DIRECTIVE
Copy the material below line for line with no changes, and leave the pictures out of your copy.

RECORDS PROVIDED
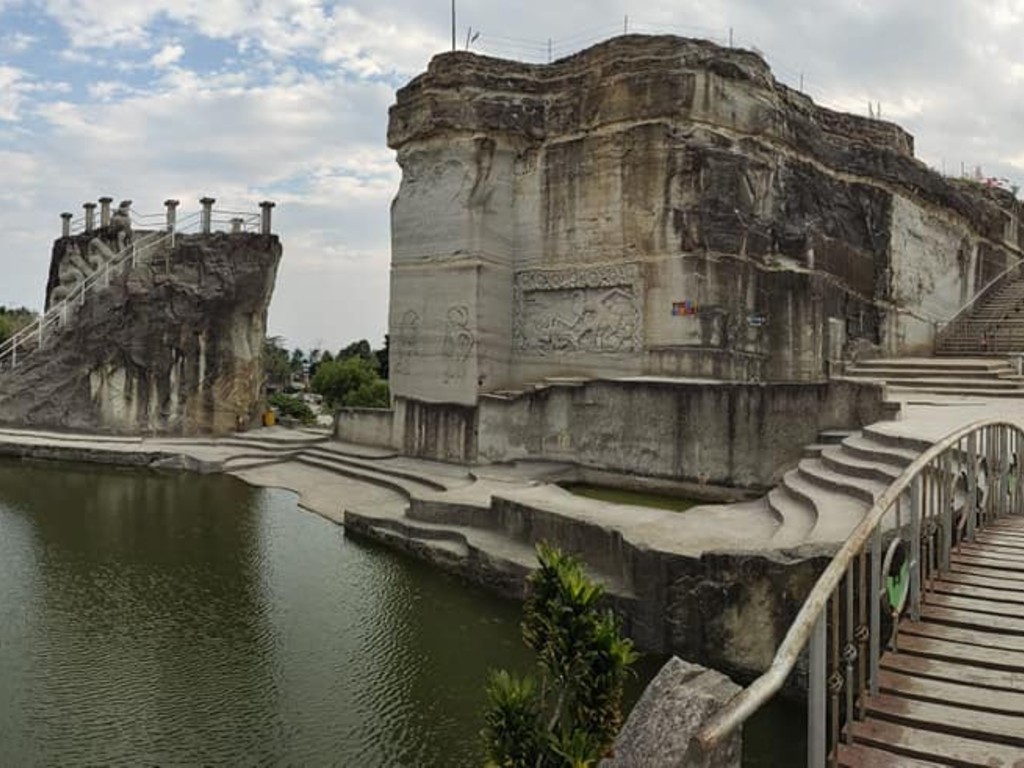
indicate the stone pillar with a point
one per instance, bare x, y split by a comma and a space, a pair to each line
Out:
207, 217
673, 710
104, 211
90, 216
265, 207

EXERCISE ANSWER
indicate the stone pillar with a point
one per instance, bare x, y split by a comma and a space, a pair to each line
Out:
207, 217
673, 710
104, 211
90, 216
265, 207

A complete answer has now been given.